» **Work request**: The reply should hold every line of the data below, unchanged, and none of the pictures.

Given records Start Marker

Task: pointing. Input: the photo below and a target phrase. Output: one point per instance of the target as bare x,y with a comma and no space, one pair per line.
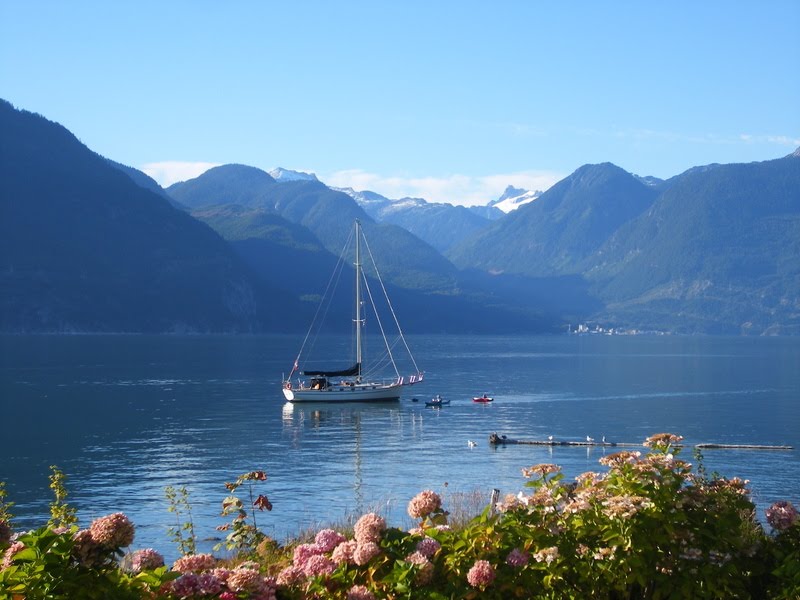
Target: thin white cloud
454,189
781,140
172,171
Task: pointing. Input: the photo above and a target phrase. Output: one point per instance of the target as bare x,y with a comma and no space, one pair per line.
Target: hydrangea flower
424,504
146,560
343,553
428,547
86,550
194,563
425,568
112,531
318,565
481,574
365,552
360,592
251,582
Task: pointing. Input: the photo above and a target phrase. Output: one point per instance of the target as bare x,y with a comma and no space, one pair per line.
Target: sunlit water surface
126,416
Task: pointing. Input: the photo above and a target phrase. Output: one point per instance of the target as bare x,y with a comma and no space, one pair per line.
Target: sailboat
355,383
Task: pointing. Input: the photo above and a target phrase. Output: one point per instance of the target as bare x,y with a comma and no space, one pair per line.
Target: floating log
743,447
501,440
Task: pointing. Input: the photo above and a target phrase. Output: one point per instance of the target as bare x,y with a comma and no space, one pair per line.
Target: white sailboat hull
355,393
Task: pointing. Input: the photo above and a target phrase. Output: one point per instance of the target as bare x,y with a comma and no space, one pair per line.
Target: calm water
125,416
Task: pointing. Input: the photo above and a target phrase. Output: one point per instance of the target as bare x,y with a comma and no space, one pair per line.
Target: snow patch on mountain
282,175
513,198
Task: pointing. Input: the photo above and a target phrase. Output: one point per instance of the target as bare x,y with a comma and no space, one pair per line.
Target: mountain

Given records End Marker

» **Exercise result**:
Task: pointing. Input: the photo below and a target phrase. Output: one point per instance of the target as bare x,y with a comma and no space, one pair per line.
Target: thin white cloud
454,189
781,140
172,171
Task: pointing. Input: the photo above and a target phrase. Output: one point per instance of the target as bare x,y with a comma and no space, one pair per line.
Target: hydrangea flower
424,504
146,560
343,553
428,547
86,550
194,563
425,568
112,531
318,565
481,574
365,552
360,592
251,582
Task: pointing. Input: the photo above and a target phrase. Output: one point per instance of the target as bare x,y with a comma and no space, one pair per line.
Target: sunlit water surface
126,416
Task: pointing. Input: the photo above and a target phrase. Output: one point per instance of the target as bare x,y with a comma and no space, one pair per line.
Target: sailboat
355,383
Task: pointing. Input: the photo above and a target phrase. Output: one point per instance of the target as bare x,y with a comma and no space, one pair per line.
Target: floating log
743,447
501,440
Task: pointing. Input: the photo above and a target phrase. Output: one point per instance of the target as bare x,y with a comma and no space, one pair per line.
Target: white sailboat hull
355,393
Task: pointing. Input: the photo above and a target phrase. Output: one point per instance of the target as bare x,y with a comma and no space, one pair per line.
Target: calm water
125,416
Task: pointing. Input: the photo above and a target phrase. Output: one point per instance of the target as bare x,y with a comma and no space, one pair per line.
Target: snow patch on mountain
282,175
513,198
Task: pointing. Input: the photo above and a target phrase. Output: one point per instance of the target as bare x,y with a comma and no space, one pair per line.
Target: mountain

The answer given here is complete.